Segment Open

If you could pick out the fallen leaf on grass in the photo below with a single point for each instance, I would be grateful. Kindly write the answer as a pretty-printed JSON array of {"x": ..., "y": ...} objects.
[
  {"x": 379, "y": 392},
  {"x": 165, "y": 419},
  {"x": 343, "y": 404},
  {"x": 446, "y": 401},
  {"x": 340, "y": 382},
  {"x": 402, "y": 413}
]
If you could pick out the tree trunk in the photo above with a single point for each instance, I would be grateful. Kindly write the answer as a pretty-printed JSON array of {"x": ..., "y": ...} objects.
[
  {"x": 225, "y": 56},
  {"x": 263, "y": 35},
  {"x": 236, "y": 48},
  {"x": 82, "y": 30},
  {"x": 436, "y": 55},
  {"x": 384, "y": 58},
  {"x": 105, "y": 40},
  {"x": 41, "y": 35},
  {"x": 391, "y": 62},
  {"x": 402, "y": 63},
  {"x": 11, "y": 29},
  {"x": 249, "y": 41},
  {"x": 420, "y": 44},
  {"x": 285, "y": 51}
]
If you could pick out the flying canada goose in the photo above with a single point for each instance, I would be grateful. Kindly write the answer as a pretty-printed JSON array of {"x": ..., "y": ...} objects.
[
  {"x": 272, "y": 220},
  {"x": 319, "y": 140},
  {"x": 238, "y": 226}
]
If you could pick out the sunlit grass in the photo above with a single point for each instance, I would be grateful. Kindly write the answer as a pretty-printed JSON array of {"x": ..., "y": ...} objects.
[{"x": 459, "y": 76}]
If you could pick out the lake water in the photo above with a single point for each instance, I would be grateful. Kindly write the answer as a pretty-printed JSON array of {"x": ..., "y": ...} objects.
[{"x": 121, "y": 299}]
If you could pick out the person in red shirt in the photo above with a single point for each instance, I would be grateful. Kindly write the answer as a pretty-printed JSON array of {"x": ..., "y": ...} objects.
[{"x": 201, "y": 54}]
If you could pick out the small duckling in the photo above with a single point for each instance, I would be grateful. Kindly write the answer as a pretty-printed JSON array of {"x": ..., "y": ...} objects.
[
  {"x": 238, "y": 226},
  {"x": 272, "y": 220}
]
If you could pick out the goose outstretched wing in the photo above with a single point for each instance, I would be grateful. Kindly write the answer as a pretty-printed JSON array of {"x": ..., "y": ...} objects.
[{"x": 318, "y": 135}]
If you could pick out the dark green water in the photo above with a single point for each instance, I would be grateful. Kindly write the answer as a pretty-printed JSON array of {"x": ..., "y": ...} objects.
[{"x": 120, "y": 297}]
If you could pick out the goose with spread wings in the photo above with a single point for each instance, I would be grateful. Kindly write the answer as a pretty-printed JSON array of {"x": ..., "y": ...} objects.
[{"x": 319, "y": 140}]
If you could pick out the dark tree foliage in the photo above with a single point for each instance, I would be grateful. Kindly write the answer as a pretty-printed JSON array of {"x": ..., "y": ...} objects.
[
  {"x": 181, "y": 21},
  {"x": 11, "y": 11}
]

Segment Closed

▸ **Description of the task**
Give the records back in full, word for word.

▸ **Output for this task**
If you could pick out the fallen leaf on grass in the photo below with a single point for each instance, I would be grateful. Kindly write the answer as a pretty-printed JSON array of {"x": ..., "y": ...} objects.
[
  {"x": 379, "y": 392},
  {"x": 165, "y": 419},
  {"x": 343, "y": 404},
  {"x": 446, "y": 401},
  {"x": 340, "y": 382},
  {"x": 402, "y": 413}
]
If you could pick out the tree trunk in the photo above with a single point for each instance, I would be grateful. Kindly write the answer as a pretty-printed JSON array of {"x": ..., "y": ...} objects.
[
  {"x": 225, "y": 56},
  {"x": 263, "y": 35},
  {"x": 236, "y": 48},
  {"x": 82, "y": 30},
  {"x": 436, "y": 55},
  {"x": 384, "y": 58},
  {"x": 105, "y": 40},
  {"x": 41, "y": 35},
  {"x": 391, "y": 62},
  {"x": 402, "y": 63},
  {"x": 11, "y": 29},
  {"x": 249, "y": 41},
  {"x": 420, "y": 44},
  {"x": 285, "y": 51}
]
If you could pick out the flying canada goose in the photo above with a single point for each instance, I would be grateful. Kindly write the answer as a pretty-printed JSON array of {"x": ..., "y": ...} objects.
[
  {"x": 272, "y": 220},
  {"x": 319, "y": 140},
  {"x": 238, "y": 226}
]
If you could pick out the sunlit grass in the photo above with a single point for each instance, I would be grateful. Kindly write the answer as a pretty-printed JSON array of {"x": ..., "y": ...} objects.
[{"x": 459, "y": 76}]
If you could pick out the lake water in the photo above with a single point for each instance, I would be grateful. Kindly write the answer as a pretty-printed JSON array of {"x": ..., "y": ...} objects.
[{"x": 121, "y": 299}]
If you could pick out the person in red shirt in the photo above with a single point for each instance, I would be grateful. Kindly write the answer as a pretty-printed JSON array of {"x": ..., "y": ...} objects.
[{"x": 201, "y": 54}]
If you could pick out the small duckling in the photo above with a single point for each instance, I would be grateful. Kindly write the answer as a pretty-printed JSON array of {"x": ..., "y": ...} objects.
[
  {"x": 238, "y": 226},
  {"x": 272, "y": 220}
]
If you could pick out the goose outstretched wing in the photo above with a single point for each instance, I would be grateful. Kindly write the answer as a pretty-printed JSON array of {"x": ..., "y": ...} objects.
[{"x": 318, "y": 135}]
If you could pick out the dark green water in the photo above with a single point for each instance, I would be grateful. Kindly write the answer as a pretty-printed JSON array of {"x": ..., "y": ...} objects.
[{"x": 120, "y": 297}]
If you could pick out the goose with spread wings in the photo above with a single point for each instance, I would be grateful. Kindly write the answer as a pretty-printed JSON array of {"x": ..., "y": ...} objects.
[{"x": 319, "y": 140}]
If you could pick out the dark tree foliage in the photo above with a single point for each instance, I would be grateful. Kindly write the answer as a pretty-printed JSON array of {"x": ..., "y": ...} objects.
[
  {"x": 181, "y": 21},
  {"x": 11, "y": 11}
]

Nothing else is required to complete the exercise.